• Goal of the exercise: The records below should be set down in full, please, without any change.

=====

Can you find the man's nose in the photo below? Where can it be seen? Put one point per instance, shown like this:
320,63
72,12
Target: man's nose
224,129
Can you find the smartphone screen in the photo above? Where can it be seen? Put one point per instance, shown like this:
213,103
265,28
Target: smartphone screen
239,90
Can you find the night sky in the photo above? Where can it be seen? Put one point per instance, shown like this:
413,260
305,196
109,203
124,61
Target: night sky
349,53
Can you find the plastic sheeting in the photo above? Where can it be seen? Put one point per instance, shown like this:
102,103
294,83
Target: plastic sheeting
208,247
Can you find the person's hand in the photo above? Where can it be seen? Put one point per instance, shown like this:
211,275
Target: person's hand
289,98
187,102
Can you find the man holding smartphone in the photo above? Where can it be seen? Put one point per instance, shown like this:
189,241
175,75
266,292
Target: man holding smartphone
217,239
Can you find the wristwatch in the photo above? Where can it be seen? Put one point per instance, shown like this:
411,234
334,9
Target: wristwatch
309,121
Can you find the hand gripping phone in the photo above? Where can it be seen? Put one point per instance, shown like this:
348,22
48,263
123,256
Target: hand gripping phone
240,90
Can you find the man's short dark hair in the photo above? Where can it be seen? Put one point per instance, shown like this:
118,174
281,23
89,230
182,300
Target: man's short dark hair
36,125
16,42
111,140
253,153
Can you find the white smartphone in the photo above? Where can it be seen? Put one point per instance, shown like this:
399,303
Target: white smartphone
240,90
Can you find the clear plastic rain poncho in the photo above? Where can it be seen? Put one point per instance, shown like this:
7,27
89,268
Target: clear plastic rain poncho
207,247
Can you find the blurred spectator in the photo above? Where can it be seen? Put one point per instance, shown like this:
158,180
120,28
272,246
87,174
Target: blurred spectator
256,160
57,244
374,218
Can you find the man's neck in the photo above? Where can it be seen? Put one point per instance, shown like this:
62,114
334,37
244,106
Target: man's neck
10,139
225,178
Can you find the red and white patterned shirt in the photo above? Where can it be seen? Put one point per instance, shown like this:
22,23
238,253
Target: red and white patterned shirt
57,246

=====

• Answer:
Can you find the man's nose in the photo below? Where can it be seen? Put one point per instance, shown like this:
320,63
72,12
Target: man's nose
224,129
Can you find the smartphone screen in the photo above? Where can it be seen? Put one point per instance, shown like this:
213,103
265,28
Target: smartphone screen
239,90
Can you find the night sky in the photo above? Where can it be seen? Put one point per instance, shown like this:
413,260
305,196
109,203
124,61
Target: night sky
349,53
Can you find the plastic sheeting in the photo above? Where can it be seen? Put one point per instance, shown like this:
102,103
294,83
Target: plastic sheeting
208,247
Can you find the person's hand in the photo above? Where can it be seen? Put one point per instance, shown like this:
211,275
Target: person's hand
289,98
187,102
Can you find the man holding smartphone in the photo above? Where can it be seen? Put one point per instance, shown like this:
189,241
175,75
266,292
Target: man holding smartphone
217,239
Can you find the wristwatch in the photo above? Where can it be seen? Put one point per instance, shown like this:
411,234
334,9
Target: wristwatch
309,121
Can you find the hand gripping phone in the photo above? Where can it be seen? Put one point per instance, shown like this:
348,22
48,263
123,256
Target: hand gripping phone
240,90
Can you find the man's short dark hair in the photo above? Where can it be seen? Put one point per instance, shown like this:
118,174
281,23
89,230
182,300
Target: man's short dark hair
36,125
16,42
111,140
253,153
Can you find the white smartphone in the photo above? Where can it be seen? Put one point per instance, shown like this:
399,303
Target: white smartphone
240,90
Can you find the clear plastic rain poncho in the photo above? Where can it be seen? Put one point per instance, shown like this:
7,27
89,268
Target: clear plastic rain poncho
207,247
Can you find the blurred spectator in the photo above? Where can it be seen? Put one point per instance, shown like this:
158,180
120,28
272,246
87,174
Target: blurred spectator
256,160
57,244
374,218
Can you find the man's neck in the photo above? Where can it be seen? Put one point per instance, shown like this:
62,114
334,37
244,106
Target: man's neck
10,139
225,178
Can you find the red and white patterned shirt in the photo above? Where can it be seen? Put one point per instance, shown like this:
22,23
238,253
Target: red and white patterned shirt
57,246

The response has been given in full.